TASK DIRECTIONS = Collect and copy out, in full, every line below that contains the string "railing". Case counts, so a line matches only if its capitalization agrees.

-- Start ENTRIES SUPPLIED --

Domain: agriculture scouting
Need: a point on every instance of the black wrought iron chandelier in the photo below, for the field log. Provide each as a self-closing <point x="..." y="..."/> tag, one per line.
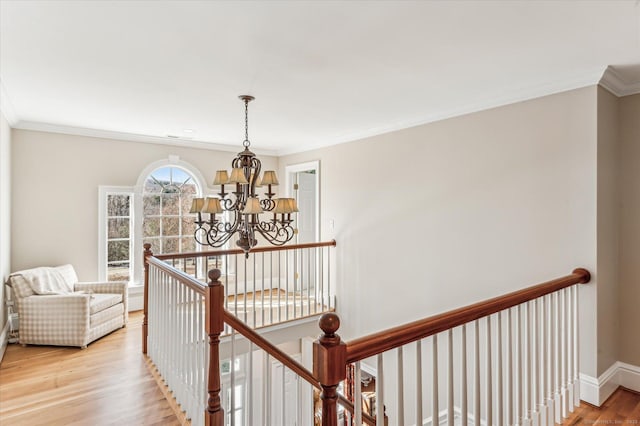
<point x="239" y="210"/>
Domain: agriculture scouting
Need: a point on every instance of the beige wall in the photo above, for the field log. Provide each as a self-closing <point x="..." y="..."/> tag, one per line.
<point x="55" y="191"/>
<point x="456" y="211"/>
<point x="630" y="229"/>
<point x="608" y="229"/>
<point x="5" y="212"/>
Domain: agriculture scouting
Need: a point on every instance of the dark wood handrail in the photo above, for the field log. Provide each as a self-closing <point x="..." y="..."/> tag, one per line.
<point x="170" y="256"/>
<point x="185" y="279"/>
<point x="285" y="359"/>
<point x="376" y="343"/>
<point x="269" y="347"/>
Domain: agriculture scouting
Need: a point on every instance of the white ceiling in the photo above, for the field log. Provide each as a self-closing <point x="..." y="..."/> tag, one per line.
<point x="322" y="72"/>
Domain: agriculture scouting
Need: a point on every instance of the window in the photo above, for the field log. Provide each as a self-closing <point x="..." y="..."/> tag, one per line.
<point x="116" y="234"/>
<point x="155" y="211"/>
<point x="166" y="200"/>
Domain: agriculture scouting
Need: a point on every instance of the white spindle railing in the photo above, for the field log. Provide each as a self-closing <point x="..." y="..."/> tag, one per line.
<point x="176" y="341"/>
<point x="268" y="287"/>
<point x="522" y="367"/>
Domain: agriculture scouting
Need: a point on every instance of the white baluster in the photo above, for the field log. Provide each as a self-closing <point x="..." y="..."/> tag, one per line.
<point x="328" y="279"/>
<point x="267" y="389"/>
<point x="499" y="401"/>
<point x="544" y="417"/>
<point x="477" y="415"/>
<point x="262" y="307"/>
<point x="249" y="382"/>
<point x="519" y="417"/>
<point x="464" y="411"/>
<point x="380" y="392"/>
<point x="435" y="410"/>
<point x="419" y="418"/>
<point x="509" y="370"/>
<point x="232" y="376"/>
<point x="549" y="358"/>
<point x="489" y="382"/>
<point x="400" y="391"/>
<point x="570" y="386"/>
<point x="450" y="414"/>
<point x="576" y="353"/>
<point x="533" y="350"/>
<point x="357" y="393"/>
<point x="556" y="360"/>
<point x="563" y="354"/>
<point x="526" y="331"/>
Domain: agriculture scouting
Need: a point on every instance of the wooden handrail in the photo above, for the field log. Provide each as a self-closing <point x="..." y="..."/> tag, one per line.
<point x="269" y="347"/>
<point x="185" y="279"/>
<point x="169" y="256"/>
<point x="376" y="343"/>
<point x="286" y="360"/>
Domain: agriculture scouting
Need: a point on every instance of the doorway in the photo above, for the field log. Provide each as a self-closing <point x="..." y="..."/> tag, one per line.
<point x="303" y="184"/>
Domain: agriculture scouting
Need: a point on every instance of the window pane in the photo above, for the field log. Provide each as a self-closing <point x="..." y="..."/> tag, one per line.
<point x="118" y="272"/>
<point x="151" y="227"/>
<point x="117" y="250"/>
<point x="118" y="228"/>
<point x="170" y="226"/>
<point x="179" y="176"/>
<point x="151" y="205"/>
<point x="188" y="244"/>
<point x="155" y="244"/>
<point x="188" y="225"/>
<point x="170" y="245"/>
<point x="151" y="186"/>
<point x="170" y="204"/>
<point x="117" y="205"/>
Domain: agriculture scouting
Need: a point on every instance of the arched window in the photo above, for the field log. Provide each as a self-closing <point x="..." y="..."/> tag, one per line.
<point x="166" y="199"/>
<point x="155" y="211"/>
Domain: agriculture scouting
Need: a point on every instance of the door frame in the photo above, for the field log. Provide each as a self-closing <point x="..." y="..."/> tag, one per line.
<point x="290" y="170"/>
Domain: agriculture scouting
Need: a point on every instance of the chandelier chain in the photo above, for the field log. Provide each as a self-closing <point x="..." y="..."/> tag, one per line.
<point x="246" y="142"/>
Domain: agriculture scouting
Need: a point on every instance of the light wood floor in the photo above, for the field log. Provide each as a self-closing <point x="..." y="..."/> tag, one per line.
<point x="108" y="383"/>
<point x="273" y="307"/>
<point x="622" y="409"/>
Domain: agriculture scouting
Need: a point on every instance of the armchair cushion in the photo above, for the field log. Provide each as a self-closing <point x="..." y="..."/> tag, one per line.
<point x="44" y="280"/>
<point x="85" y="312"/>
<point x="100" y="302"/>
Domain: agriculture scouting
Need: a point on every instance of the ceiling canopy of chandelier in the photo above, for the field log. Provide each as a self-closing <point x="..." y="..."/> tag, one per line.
<point x="239" y="210"/>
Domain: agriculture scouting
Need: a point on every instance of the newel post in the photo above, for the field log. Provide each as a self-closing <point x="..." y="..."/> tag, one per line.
<point x="146" y="255"/>
<point x="214" y="324"/>
<point x="329" y="366"/>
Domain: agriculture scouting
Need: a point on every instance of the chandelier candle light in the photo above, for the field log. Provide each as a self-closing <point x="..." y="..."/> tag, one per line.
<point x="243" y="206"/>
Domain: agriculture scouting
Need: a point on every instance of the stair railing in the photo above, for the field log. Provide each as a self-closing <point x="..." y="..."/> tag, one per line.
<point x="184" y="317"/>
<point x="523" y="369"/>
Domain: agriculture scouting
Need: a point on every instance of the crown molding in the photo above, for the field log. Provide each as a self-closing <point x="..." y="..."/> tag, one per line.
<point x="132" y="137"/>
<point x="565" y="84"/>
<point x="614" y="83"/>
<point x="7" y="107"/>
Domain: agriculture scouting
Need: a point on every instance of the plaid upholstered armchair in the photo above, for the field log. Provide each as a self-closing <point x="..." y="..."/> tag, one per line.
<point x="55" y="309"/>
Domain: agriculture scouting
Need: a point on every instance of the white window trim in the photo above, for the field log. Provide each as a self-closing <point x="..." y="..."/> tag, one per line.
<point x="103" y="191"/>
<point x="290" y="170"/>
<point x="173" y="161"/>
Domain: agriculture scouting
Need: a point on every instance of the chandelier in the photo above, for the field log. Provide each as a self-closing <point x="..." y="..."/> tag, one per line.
<point x="239" y="210"/>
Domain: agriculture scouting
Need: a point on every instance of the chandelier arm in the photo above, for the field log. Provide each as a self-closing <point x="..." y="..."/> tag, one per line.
<point x="275" y="233"/>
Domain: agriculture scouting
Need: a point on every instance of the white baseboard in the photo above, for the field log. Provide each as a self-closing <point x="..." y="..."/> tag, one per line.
<point x="629" y="376"/>
<point x="136" y="299"/>
<point x="4" y="340"/>
<point x="595" y="391"/>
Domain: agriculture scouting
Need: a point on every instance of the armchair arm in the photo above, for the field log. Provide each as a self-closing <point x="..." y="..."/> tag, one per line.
<point x="54" y="320"/>
<point x="118" y="287"/>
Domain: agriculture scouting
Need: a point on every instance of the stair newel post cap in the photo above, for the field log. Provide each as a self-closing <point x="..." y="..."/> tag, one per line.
<point x="329" y="352"/>
<point x="586" y="275"/>
<point x="214" y="276"/>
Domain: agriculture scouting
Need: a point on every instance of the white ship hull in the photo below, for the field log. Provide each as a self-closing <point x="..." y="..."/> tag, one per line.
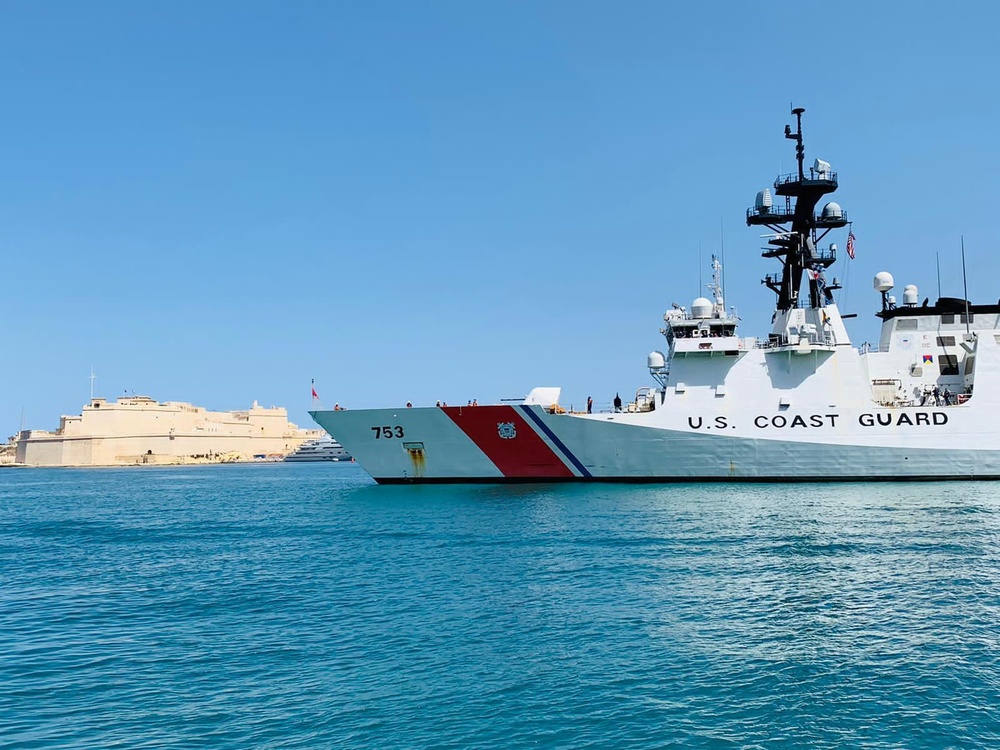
<point x="695" y="434"/>
<point x="800" y="404"/>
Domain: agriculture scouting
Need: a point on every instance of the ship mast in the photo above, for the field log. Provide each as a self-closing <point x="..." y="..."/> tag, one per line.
<point x="797" y="228"/>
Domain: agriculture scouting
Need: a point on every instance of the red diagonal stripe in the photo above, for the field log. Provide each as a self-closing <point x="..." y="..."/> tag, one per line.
<point x="525" y="455"/>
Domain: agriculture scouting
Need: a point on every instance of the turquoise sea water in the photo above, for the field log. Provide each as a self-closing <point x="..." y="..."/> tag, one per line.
<point x="301" y="606"/>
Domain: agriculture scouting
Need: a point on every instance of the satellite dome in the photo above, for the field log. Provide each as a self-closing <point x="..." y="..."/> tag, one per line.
<point x="833" y="211"/>
<point x="763" y="202"/>
<point x="883" y="281"/>
<point x="701" y="308"/>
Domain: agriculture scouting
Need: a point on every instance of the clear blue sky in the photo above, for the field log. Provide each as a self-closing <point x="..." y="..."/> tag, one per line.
<point x="216" y="202"/>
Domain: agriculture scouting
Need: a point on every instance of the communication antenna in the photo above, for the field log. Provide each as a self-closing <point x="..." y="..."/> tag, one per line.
<point x="699" y="268"/>
<point x="965" y="287"/>
<point x="938" y="254"/>
<point x="722" y="252"/>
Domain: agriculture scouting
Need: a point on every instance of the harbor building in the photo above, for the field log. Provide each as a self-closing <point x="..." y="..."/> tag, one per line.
<point x="140" y="430"/>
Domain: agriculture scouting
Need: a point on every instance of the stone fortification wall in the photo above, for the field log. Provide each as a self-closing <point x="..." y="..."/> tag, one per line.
<point x="141" y="430"/>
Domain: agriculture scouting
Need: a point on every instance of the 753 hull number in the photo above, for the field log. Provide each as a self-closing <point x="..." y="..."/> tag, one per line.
<point x="387" y="431"/>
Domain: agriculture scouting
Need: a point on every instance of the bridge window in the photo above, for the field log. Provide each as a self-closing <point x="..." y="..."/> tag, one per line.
<point x="949" y="364"/>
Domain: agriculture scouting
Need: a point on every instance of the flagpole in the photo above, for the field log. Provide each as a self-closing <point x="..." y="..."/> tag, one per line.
<point x="965" y="286"/>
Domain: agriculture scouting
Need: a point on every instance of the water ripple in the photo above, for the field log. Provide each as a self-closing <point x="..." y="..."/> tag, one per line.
<point x="300" y="607"/>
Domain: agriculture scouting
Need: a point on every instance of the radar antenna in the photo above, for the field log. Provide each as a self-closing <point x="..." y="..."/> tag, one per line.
<point x="797" y="246"/>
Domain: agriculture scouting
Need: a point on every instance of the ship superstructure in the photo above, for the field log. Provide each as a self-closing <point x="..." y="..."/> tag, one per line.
<point x="801" y="403"/>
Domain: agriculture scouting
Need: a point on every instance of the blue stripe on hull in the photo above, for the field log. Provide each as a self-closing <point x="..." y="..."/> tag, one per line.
<point x="530" y="413"/>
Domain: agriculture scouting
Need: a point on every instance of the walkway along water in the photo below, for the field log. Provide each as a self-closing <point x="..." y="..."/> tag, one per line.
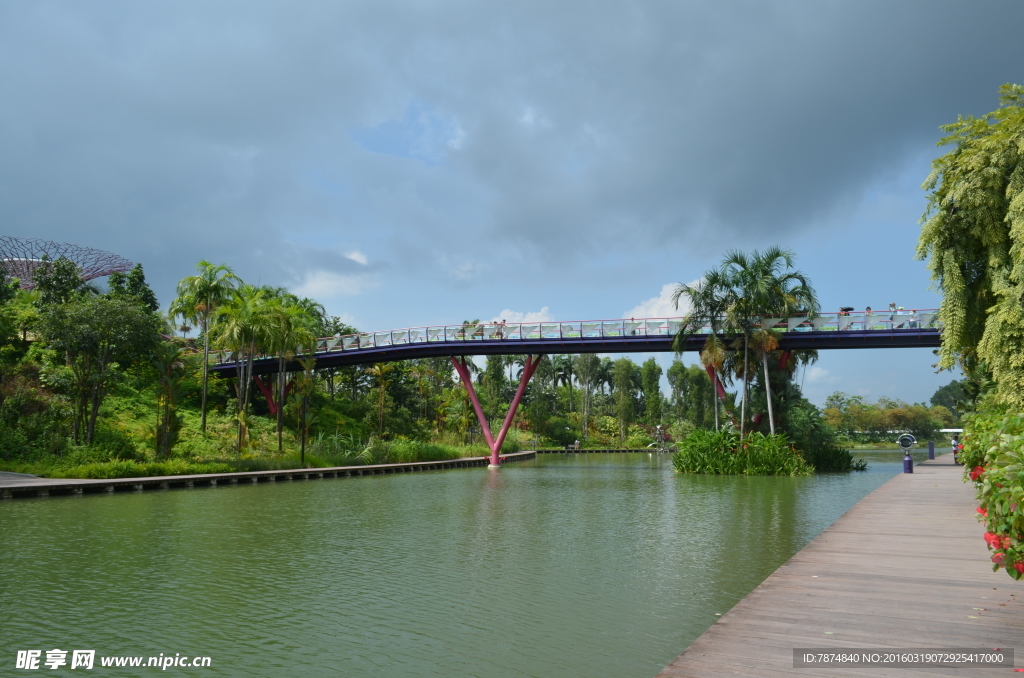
<point x="16" y="485"/>
<point x="905" y="567"/>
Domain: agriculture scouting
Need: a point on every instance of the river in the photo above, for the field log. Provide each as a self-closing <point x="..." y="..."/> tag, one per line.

-- End ENTRIES SUPPLIED --

EXERCISE ANSWER =
Need: a point on every instance of the white spindle railing in the photo above, for the field log. Provide each as a self-closing <point x="..." y="..."/> tag, one per line.
Need: a point on every instance of the stair railing in the photo above, for the field log. Provide each as a self-closing <point x="..." y="..."/> tag, one per line.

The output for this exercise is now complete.